═════ Source document

It was suggested (and some research was done) in 1911 to build a canal joining the Lena and Nizhnyaya Tunguska rivers in the neighbourhood of Kirensk. Near this locality the rivers are separated by no more than 15 km, but here the Nizhnyaya Tunguska is not navigable and flows at an elevation of 329.7 m above sea level, whereas the Lena flows at an elevation of 245.3 m. In the beginning of 20th century the canal project was considered inexpedient due to its complexity and high cost.

===Planned damming===
Plans to dam the river existed since the early Soviet period. These plans were the subject of criticism by various ecologists. Construction of the dams also became impossible after disintegration of Soviet Union due to economic reasons. In 2005–10 the interest to this project and the discussion of it revived to some extent. According news media the construction of the Turukhanskaya hydroelectric powerplant would begin as soon as in 2010. Since the precise date is unknown, a more likely start-up is between 2010 and 2020.

After completion of this project Nizhnyaya Tunguska will be dammed, flooding about 10000 km2 of forest and tundra (roughly the size of Lebanon or the islands of Hawaii), some of which contains buried nuclear waste, and displacing the indigenous Evenk population. The cost of the plant is estimated at $13 billion dollars, which includes costs of electric power lines. The plant will be built and operated by RusHydro in the Krasnoyarsk region, and the electricity will be channeled to European Russia via a 3500 km system of power lines.

══════════
═════ Exercise data

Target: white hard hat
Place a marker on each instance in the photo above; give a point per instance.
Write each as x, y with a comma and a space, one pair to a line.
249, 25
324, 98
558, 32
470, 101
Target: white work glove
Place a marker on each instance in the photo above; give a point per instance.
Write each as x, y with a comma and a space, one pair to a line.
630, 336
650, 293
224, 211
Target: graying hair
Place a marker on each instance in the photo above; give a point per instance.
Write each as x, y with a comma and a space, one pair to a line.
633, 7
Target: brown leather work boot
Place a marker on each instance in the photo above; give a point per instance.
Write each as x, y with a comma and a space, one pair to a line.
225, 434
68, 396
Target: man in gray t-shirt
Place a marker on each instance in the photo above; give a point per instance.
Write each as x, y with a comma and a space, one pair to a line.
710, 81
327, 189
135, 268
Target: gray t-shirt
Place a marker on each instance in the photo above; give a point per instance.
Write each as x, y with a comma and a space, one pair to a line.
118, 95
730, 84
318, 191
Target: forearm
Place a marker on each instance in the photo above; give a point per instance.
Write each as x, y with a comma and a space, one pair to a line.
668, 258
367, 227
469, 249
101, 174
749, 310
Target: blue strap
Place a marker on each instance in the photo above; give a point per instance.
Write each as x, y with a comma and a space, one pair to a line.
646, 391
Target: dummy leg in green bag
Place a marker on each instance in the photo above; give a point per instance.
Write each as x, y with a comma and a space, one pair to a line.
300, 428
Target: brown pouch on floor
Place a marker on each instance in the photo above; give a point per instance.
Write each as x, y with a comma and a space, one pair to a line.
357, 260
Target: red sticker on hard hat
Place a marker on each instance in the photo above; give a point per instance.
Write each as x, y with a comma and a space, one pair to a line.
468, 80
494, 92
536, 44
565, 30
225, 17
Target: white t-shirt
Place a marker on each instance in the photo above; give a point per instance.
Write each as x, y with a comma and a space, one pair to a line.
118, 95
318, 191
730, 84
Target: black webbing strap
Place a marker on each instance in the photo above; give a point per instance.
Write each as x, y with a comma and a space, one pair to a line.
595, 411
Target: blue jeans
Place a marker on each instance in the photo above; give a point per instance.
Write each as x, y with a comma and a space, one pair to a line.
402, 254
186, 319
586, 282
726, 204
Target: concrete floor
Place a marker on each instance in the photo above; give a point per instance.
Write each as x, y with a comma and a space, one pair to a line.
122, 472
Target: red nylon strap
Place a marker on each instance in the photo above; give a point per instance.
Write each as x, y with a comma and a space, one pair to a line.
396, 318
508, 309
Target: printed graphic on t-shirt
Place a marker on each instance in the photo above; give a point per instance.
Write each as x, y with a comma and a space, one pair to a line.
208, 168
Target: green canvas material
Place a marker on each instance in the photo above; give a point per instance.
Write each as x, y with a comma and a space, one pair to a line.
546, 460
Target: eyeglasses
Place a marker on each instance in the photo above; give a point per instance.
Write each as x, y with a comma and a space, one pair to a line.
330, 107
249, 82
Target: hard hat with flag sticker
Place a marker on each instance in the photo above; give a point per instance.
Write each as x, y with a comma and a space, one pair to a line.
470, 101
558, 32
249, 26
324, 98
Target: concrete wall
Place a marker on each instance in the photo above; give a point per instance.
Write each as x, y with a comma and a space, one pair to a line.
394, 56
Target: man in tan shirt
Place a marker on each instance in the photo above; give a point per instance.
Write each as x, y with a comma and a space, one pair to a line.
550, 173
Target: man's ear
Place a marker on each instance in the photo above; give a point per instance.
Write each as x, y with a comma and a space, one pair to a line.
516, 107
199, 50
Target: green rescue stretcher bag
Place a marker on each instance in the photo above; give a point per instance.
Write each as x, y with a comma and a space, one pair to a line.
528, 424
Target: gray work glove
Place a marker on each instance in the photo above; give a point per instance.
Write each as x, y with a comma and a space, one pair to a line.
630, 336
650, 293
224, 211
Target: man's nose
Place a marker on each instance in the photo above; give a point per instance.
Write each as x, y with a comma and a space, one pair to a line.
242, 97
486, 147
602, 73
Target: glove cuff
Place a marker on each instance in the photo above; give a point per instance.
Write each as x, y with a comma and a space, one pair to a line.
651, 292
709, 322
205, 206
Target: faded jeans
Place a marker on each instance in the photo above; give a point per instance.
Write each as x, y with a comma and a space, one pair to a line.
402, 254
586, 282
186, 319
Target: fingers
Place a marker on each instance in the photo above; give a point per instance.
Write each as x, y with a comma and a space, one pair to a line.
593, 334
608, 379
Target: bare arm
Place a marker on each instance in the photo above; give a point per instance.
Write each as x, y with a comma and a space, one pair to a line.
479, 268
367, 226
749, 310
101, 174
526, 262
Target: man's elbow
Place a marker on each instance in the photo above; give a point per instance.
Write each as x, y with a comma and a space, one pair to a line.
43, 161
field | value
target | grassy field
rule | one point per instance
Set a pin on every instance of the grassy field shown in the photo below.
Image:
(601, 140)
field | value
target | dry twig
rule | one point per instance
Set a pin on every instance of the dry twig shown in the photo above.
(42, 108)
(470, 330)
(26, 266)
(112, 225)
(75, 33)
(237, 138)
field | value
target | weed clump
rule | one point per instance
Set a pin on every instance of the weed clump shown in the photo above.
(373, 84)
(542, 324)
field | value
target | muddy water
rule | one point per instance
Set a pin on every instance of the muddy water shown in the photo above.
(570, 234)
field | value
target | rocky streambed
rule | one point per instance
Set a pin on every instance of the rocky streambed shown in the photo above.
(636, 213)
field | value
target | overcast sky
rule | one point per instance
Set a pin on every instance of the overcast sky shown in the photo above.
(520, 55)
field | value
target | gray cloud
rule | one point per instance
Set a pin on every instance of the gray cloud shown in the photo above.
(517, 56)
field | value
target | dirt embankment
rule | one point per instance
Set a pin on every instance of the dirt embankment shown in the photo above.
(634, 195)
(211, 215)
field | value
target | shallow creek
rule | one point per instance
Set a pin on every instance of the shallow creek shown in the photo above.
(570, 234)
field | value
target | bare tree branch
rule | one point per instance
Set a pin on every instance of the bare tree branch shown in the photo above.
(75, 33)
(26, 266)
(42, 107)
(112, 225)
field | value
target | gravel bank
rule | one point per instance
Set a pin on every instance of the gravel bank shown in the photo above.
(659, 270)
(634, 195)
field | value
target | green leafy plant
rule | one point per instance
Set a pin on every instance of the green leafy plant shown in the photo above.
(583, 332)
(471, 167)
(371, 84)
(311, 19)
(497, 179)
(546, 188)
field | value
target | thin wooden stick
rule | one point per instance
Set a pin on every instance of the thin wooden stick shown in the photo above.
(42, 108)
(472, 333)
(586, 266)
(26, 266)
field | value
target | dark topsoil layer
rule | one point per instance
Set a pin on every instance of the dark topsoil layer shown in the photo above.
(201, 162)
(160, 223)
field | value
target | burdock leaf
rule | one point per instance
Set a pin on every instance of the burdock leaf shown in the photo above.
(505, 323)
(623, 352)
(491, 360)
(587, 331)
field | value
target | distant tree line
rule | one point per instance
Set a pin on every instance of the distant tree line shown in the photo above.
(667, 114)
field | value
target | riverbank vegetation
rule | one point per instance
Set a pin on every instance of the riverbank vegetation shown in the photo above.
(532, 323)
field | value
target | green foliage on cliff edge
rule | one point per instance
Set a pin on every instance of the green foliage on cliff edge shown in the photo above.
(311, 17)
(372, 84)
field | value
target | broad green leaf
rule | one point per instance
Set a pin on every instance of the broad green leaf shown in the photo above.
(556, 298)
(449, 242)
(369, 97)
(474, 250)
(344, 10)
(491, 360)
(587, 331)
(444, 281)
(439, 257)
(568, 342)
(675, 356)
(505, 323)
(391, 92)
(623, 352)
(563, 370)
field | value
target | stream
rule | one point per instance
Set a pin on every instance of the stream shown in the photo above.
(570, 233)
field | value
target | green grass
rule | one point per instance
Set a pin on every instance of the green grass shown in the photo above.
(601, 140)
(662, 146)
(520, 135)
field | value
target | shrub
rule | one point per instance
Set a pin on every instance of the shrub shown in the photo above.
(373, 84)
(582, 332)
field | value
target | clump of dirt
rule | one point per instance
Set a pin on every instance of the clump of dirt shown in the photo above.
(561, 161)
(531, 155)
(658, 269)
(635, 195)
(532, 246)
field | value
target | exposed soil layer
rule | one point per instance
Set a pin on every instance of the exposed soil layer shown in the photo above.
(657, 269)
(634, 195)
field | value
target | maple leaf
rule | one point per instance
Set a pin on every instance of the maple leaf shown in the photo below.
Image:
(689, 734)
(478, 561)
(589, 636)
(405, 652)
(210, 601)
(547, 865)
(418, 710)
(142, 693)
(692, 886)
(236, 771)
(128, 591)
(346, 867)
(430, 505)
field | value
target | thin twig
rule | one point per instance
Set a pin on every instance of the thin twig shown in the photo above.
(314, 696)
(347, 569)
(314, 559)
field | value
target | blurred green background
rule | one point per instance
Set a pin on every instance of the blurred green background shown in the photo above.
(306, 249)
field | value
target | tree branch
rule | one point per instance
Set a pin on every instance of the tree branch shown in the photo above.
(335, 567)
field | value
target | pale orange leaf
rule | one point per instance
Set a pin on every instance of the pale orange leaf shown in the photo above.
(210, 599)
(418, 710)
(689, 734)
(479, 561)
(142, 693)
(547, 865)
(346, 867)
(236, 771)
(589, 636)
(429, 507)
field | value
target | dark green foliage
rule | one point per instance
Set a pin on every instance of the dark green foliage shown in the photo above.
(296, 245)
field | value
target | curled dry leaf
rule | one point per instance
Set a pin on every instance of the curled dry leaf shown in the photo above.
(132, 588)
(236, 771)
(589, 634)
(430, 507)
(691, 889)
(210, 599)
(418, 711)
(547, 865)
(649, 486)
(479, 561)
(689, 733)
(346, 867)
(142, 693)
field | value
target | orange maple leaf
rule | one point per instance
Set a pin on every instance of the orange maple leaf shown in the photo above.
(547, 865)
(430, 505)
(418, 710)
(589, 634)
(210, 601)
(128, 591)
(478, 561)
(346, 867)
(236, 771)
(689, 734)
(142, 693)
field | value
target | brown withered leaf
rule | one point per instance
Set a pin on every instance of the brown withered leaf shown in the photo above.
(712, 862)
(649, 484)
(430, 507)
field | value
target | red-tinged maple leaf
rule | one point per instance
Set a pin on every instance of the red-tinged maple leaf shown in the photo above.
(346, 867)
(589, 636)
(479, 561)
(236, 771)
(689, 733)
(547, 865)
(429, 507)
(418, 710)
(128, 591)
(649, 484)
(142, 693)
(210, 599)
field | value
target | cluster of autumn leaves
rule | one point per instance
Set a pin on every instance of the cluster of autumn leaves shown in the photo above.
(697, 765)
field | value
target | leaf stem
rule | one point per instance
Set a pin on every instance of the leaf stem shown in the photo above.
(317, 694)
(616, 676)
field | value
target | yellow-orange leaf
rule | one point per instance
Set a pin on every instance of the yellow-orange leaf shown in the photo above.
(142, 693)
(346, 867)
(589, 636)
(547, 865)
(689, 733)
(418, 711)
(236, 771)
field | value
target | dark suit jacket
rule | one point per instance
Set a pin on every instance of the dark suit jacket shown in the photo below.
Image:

══════════

*Assignment A*. According to the passage on the Nizhnyaya Tunguska river, how far apart are the Lena and the Nizhnyaya Tunguska near Kirensk?
*Assignment B*. Extend the passage on the Nizhnyaya Tunguska river by writing the next part that follows its final sentence.

*Exercise result A*. No more than 15 km.

*Exercise result B*.
==Notable facts==
- The colonisation history of Western Siberia by Russians since 17th and 18th centuries was reflected in various names for the river at different times. At some periods it was called Troitskaya Tunguska (Троицкая Тунгуска), Monastyrskaya Tunguska (Монастырская Тунгуске) and Mangaseyan Tunguska (Мангазейская Тунгуска, see Mangaseya).
- In literature, the river Nizhnyaya Tunguska is described in the novel Gloomy River by Vyacheslav Shishkov. This writer of the first half of the 20th century visited the river during an expedition in 1911; the name "Gloomy River" was taken from a Siberian song.
- Existing sources indicate that the annual average discharge of water at mouth of its tributary Severnaya is equal to 300 m3/s. As this river joins Nizhnyaya Tunguska downstream of hydrological station "Bolshoy Porog" it means that the known average discharge at mouth of Nizhnyaya Tunguska is significantly underestimated. It must be in the range of 3700 to 3900 m3/s.